- **To be done**
Can you transcribe the data exactly? Leave the pictures out.

- **Information supplied**
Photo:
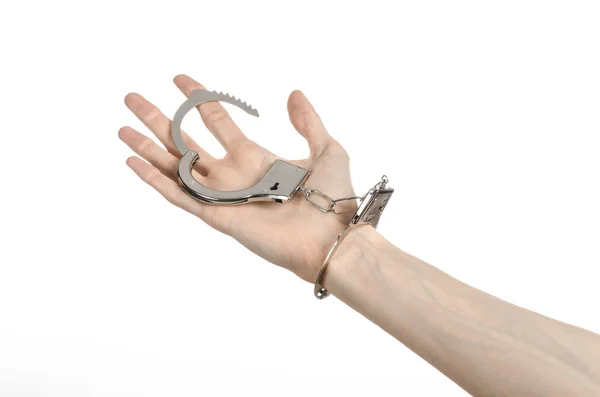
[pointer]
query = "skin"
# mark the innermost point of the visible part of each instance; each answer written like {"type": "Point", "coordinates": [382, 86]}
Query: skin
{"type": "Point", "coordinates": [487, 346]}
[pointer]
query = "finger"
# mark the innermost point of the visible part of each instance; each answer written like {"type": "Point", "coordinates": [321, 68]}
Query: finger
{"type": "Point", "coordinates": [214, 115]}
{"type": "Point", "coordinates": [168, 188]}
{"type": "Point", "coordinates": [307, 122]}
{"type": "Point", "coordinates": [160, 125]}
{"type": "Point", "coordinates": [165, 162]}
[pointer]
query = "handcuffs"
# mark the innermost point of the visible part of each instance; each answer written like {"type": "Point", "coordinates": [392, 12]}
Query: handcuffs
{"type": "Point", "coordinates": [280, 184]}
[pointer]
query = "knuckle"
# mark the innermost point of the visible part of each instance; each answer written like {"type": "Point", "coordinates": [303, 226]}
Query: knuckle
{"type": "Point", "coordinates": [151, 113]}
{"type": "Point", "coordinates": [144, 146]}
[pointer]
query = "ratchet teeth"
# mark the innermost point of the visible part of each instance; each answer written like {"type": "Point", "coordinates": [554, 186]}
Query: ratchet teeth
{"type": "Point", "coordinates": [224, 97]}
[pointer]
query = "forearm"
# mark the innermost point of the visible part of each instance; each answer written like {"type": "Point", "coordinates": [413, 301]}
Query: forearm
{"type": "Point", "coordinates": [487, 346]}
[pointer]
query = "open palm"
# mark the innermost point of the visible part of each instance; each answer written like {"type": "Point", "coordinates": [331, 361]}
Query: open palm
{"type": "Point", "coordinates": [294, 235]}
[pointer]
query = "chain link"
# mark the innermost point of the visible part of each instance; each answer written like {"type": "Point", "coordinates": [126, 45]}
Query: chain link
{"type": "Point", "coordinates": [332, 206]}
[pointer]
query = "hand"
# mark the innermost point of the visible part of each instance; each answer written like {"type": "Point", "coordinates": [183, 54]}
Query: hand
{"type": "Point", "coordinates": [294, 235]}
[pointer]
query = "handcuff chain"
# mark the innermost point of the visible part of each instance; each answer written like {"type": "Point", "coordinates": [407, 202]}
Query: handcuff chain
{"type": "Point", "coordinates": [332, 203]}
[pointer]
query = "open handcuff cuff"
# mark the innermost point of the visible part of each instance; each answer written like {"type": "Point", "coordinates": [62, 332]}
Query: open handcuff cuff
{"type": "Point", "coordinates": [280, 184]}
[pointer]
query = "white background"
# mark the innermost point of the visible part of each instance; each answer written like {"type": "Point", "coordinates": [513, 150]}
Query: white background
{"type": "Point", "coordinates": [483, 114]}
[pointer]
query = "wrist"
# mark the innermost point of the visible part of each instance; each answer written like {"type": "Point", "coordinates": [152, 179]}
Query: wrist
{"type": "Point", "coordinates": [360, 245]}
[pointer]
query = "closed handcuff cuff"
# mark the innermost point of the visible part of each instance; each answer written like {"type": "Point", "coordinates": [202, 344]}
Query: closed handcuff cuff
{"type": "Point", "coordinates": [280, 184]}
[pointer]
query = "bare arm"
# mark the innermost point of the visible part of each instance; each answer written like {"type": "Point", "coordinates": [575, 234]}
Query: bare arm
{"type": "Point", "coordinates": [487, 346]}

- **Written answer**
Photo:
[pointer]
query = "skin"
# mark the innermost point of the visible part of each instance; each answer written like {"type": "Point", "coordinates": [382, 86]}
Query: skin
{"type": "Point", "coordinates": [487, 346]}
[pointer]
query = "finger"
# mark the innermost point of the visible part of each instance; each answer written like {"type": "Point", "coordinates": [321, 68]}
Query: finger
{"type": "Point", "coordinates": [214, 115]}
{"type": "Point", "coordinates": [168, 188]}
{"type": "Point", "coordinates": [307, 122]}
{"type": "Point", "coordinates": [160, 125]}
{"type": "Point", "coordinates": [165, 162]}
[pointer]
query = "handcuffs"
# mark the innermost point of the visible part of each instance; each answer written like {"type": "Point", "coordinates": [392, 12]}
Query: handcuffs
{"type": "Point", "coordinates": [280, 184]}
[pointer]
query = "knuckle"
# mark the innermost point of the visible part of each instance; each answer written like {"type": "Point", "coordinates": [303, 226]}
Query: knuckle
{"type": "Point", "coordinates": [151, 113]}
{"type": "Point", "coordinates": [144, 146]}
[pointer]
query = "ratchet teeth"
# mark the innermost point of the visible part of each instance; each answer written like {"type": "Point", "coordinates": [554, 186]}
Query: ratchet teeth
{"type": "Point", "coordinates": [224, 97]}
[pointer]
query = "forearm"
# mark the innermost point of the visible part of each instance; each answer written like {"type": "Point", "coordinates": [413, 301]}
Query: forearm
{"type": "Point", "coordinates": [487, 346]}
[pointer]
query = "open palm"
# mark the innermost point of the visible part of each instance; each answer written like {"type": "Point", "coordinates": [331, 361]}
Query: open palm
{"type": "Point", "coordinates": [294, 235]}
[pointer]
query = "chain link"
# mark the innermost point of the visible part of each instance; each answer written like {"type": "Point", "coordinates": [126, 45]}
Query: chain link
{"type": "Point", "coordinates": [332, 206]}
[pointer]
query = "hand"
# mark the innermost point of the visible part of each instance; each answer written like {"type": "Point", "coordinates": [183, 54]}
Query: hand
{"type": "Point", "coordinates": [294, 235]}
[pointer]
query = "handcuff chain"
# mark the innermost point of the visible part of each instance; each answer written like {"type": "Point", "coordinates": [407, 202]}
Query: handcuff chain
{"type": "Point", "coordinates": [332, 203]}
[pointer]
query = "open handcuff cuff"
# mark the innermost point of the visible part of each instance; each answer written like {"type": "Point", "coordinates": [62, 332]}
Query: open handcuff cuff
{"type": "Point", "coordinates": [280, 184]}
[pointer]
query = "white background"
# mark the innermost point of the visible part of each instance; each answer written like {"type": "Point", "coordinates": [513, 150]}
Query: white background
{"type": "Point", "coordinates": [483, 114]}
[pointer]
query = "wrist"
# mark the innermost point of the visible part of each instance; each answer written like {"type": "Point", "coordinates": [152, 179]}
Query: wrist
{"type": "Point", "coordinates": [360, 245]}
[pointer]
query = "closed handcuff cuff"
# mark the innermost point of the visible part of each instance; each answer written like {"type": "Point", "coordinates": [202, 344]}
Query: closed handcuff cuff
{"type": "Point", "coordinates": [280, 184]}
[pointer]
query = "bare arm"
# mark the innermost point of the visible part of each instance; each answer written like {"type": "Point", "coordinates": [575, 234]}
Query: bare arm
{"type": "Point", "coordinates": [487, 346]}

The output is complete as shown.